Please tally how many lines in the entries below contain the word "station", and reply with only that number.

** START OF Records for processing **

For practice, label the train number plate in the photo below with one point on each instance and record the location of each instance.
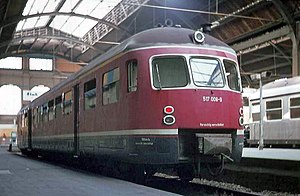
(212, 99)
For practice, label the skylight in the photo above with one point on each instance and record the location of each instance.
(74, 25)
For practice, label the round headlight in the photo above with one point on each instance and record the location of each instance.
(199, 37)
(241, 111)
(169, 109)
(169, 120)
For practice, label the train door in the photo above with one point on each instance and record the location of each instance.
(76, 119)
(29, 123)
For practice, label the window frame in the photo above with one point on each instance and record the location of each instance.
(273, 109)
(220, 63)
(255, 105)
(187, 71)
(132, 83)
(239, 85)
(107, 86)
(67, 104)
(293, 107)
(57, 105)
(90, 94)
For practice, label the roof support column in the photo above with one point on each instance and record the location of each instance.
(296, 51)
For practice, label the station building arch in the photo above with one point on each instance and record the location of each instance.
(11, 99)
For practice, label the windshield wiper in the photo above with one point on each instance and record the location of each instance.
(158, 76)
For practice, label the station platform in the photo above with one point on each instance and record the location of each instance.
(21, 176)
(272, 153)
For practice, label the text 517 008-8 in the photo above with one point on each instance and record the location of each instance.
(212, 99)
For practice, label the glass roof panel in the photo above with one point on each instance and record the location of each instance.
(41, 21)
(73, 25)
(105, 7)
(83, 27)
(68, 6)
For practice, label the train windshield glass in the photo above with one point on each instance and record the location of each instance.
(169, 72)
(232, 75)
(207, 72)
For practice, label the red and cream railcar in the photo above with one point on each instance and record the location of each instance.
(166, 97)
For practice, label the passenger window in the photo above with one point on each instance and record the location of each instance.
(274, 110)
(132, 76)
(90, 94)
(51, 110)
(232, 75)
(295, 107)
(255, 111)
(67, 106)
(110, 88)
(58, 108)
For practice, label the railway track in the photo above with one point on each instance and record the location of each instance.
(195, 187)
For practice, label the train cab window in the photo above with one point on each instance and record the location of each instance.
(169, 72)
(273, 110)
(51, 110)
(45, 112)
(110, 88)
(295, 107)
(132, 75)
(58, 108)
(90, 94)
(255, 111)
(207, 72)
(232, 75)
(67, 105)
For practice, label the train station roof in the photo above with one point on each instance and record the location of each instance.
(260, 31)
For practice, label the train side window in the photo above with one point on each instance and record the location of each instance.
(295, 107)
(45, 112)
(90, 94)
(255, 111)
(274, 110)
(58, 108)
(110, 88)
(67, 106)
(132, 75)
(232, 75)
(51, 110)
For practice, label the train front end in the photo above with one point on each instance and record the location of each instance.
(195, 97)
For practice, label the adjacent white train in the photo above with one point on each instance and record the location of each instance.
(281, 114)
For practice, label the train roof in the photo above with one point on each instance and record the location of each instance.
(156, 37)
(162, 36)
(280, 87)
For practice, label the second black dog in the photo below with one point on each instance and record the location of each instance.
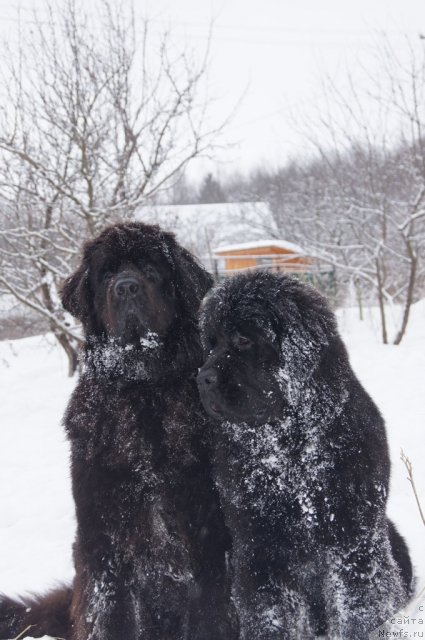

** END OF Records for processing **
** START OF Records for processing **

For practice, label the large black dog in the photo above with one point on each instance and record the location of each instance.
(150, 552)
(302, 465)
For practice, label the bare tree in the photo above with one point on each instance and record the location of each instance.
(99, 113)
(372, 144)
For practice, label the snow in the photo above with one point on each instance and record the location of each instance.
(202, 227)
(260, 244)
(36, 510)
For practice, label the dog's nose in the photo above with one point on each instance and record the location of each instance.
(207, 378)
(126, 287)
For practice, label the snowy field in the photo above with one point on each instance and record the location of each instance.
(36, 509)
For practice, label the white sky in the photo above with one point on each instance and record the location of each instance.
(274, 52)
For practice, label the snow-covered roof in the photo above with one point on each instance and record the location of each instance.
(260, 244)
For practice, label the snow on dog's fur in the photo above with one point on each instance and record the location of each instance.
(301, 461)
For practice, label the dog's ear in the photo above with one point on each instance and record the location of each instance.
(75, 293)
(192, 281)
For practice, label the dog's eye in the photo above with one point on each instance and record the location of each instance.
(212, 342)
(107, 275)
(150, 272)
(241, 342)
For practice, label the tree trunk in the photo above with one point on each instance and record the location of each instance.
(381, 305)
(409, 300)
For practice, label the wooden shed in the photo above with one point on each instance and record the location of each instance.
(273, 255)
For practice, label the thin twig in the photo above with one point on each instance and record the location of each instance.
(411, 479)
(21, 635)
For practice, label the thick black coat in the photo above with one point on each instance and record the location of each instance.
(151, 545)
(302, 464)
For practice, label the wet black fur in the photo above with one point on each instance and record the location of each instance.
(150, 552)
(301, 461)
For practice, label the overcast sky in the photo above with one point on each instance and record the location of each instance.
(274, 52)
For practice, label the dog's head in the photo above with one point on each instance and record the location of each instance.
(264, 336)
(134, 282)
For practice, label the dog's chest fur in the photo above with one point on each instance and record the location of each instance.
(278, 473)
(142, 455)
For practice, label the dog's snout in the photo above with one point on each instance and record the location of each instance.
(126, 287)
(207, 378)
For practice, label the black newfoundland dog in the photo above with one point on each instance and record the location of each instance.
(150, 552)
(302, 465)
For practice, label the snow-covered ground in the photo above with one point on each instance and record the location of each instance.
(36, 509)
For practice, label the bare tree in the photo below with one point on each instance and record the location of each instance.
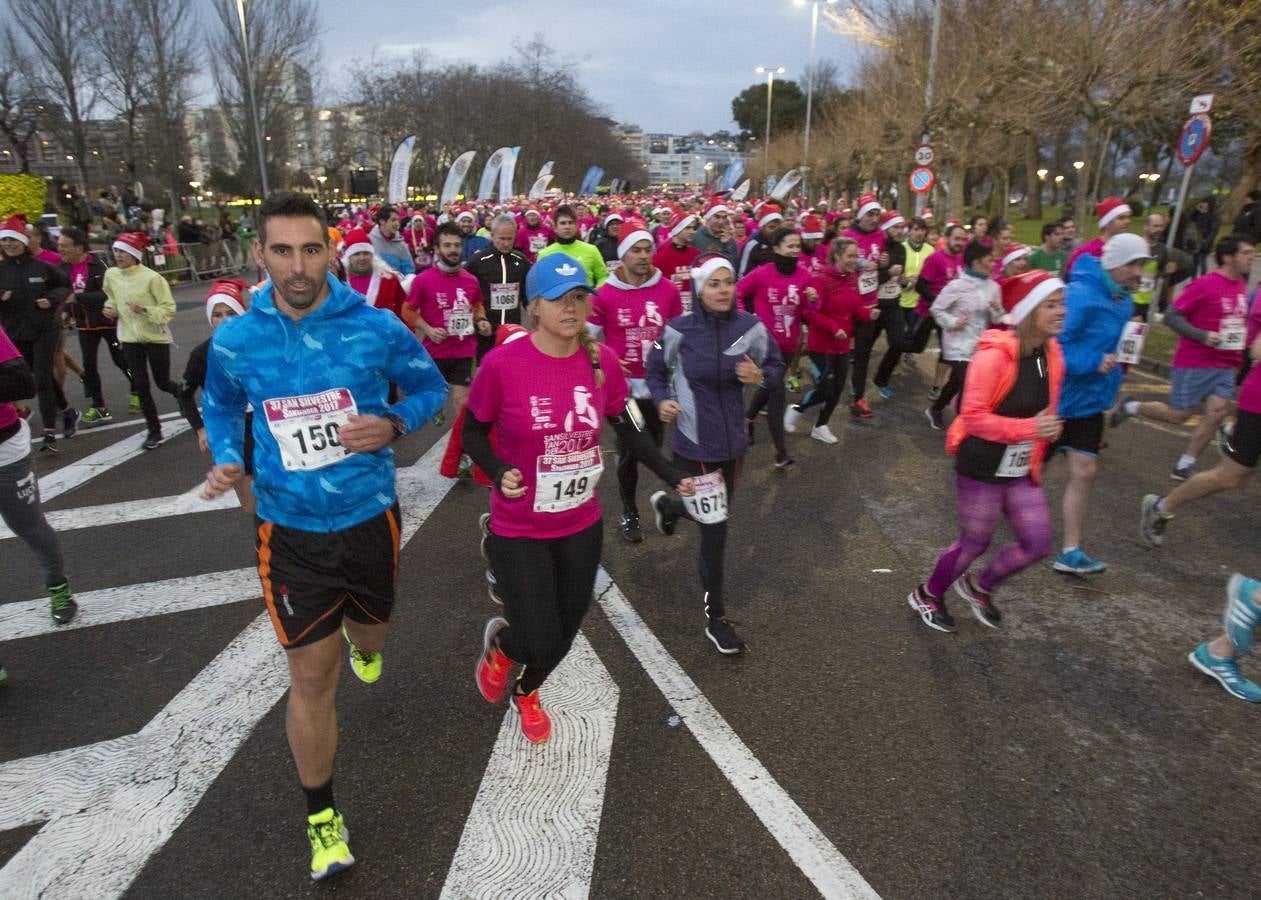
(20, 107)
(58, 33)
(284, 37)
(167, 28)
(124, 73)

** END OF Records for processing **

#### [Correct result]
3